*Task statement*.
Return all of the entries below exactly as they are given.

*Provided records*.
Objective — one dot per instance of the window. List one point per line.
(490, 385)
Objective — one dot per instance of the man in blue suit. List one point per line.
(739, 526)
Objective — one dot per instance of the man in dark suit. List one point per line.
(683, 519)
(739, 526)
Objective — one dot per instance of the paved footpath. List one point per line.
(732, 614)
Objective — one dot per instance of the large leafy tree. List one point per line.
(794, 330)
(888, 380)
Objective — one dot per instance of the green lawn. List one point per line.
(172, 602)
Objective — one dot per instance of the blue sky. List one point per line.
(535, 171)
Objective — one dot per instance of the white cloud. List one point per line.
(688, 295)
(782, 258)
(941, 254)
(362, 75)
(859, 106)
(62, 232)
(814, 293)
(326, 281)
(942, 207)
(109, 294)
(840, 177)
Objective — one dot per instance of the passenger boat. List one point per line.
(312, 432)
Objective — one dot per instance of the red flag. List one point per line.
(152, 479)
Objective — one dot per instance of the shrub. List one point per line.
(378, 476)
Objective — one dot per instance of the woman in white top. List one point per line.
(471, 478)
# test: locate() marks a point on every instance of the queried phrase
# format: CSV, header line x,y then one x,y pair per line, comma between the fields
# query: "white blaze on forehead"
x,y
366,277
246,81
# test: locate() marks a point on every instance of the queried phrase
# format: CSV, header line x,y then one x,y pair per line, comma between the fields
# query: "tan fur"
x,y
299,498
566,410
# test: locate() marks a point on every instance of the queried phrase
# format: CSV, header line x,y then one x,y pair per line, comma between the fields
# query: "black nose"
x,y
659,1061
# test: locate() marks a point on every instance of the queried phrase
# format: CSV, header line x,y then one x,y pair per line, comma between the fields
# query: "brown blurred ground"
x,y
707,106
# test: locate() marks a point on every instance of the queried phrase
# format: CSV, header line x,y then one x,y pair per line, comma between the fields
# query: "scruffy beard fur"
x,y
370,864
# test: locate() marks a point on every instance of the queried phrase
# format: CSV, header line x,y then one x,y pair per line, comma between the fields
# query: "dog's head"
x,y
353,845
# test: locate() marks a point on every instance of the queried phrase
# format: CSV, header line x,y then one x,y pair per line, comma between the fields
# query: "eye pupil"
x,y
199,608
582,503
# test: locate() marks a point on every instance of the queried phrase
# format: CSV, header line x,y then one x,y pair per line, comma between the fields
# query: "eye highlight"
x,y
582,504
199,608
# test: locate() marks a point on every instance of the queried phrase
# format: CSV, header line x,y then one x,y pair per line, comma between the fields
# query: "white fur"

*Task output*.
Objective — one dot per instance of the window. List one point per line.
(490, 385)
Objective — one dot per instance of the man in blue suit. List one point per line.
(739, 526)
Objective — one dot per instance of the man in dark suit. List one point per line.
(683, 519)
(739, 526)
Objective — one dot per instance of the paved footpath. List one point per line.
(732, 614)
Objective — one dot per instance of the large leafy tree. List one point per line.
(794, 330)
(888, 380)
Objective — one dot per instance of the green lawn. List one point per line.
(172, 602)
Objective — one dot per instance of the blue sky. List one point per line.
(535, 171)
Objective — one dot per instance of the white cloud. List one point per line.
(688, 295)
(782, 258)
(941, 254)
(362, 75)
(859, 106)
(62, 232)
(814, 293)
(326, 281)
(942, 207)
(109, 294)
(840, 177)
Objective — one dot per instance of the passenger boat. List one point per line.
(312, 432)
Objective — one dot per instance of the red flag. List one point per line.
(152, 479)
Objective — one dot per instance of the shrub. List one point per line.
(378, 476)
Objective — one dot per instance of the woman in white top. List one point per line.
(471, 478)
# test: locate() marks a point on every instance of the queried phrase
# format: CSV, header line x,y then one x,y pair per line, comma between the fields
# query: "white blaze on forehead"
x,y
366,277
246,81
# test: locate() marks a point on every instance of the queried phrase
# format: CSV, header line x,y then one x,y pair per line, comma between the fields
# query: "tan fur"
x,y
299,498
566,410
# test: locate() marks a point on every instance of the queried phrase
# format: CSV, header line x,y then one x,y pair per line, comma between the fields
# query: "black nose"
x,y
659,1061
# test: locate() marks a point on every instance of the queried phrase
# format: CSV, header line x,y then one x,y pair per line, comma between the fields
# query: "brown blurred ground"
x,y
707,106
# test: locate() marks a point on every instance of the queried phrase
# format: CSV, header line x,y then one x,y pair per line, comma between the fields
# query: "scruffy beard fur"
x,y
370,864
# test: locate() marks a point on every instance of the queried phrase
# format: CSV, header line x,y then one x,y pair per line, comma between the fields
# query: "dog's head"
x,y
353,845
# test: locate() marks a point on every instance of the queried phrase
# format: CSV, header line x,y then one x,y pair per line, comma between the fields
# query: "eye pupil"
x,y
199,608
582,503
# test: locate() marks a point on every instance of the queried phrase
# format: CSV, header line x,y then one x,y pair per line, comma between the fields
# query: "eye highlight"
x,y
582,504
199,608
# test: locate() marks a point on every instance of the queried phrase
# format: CSV, header line x,y then one x,y pair per line, comma between the fields
# query: "white fur"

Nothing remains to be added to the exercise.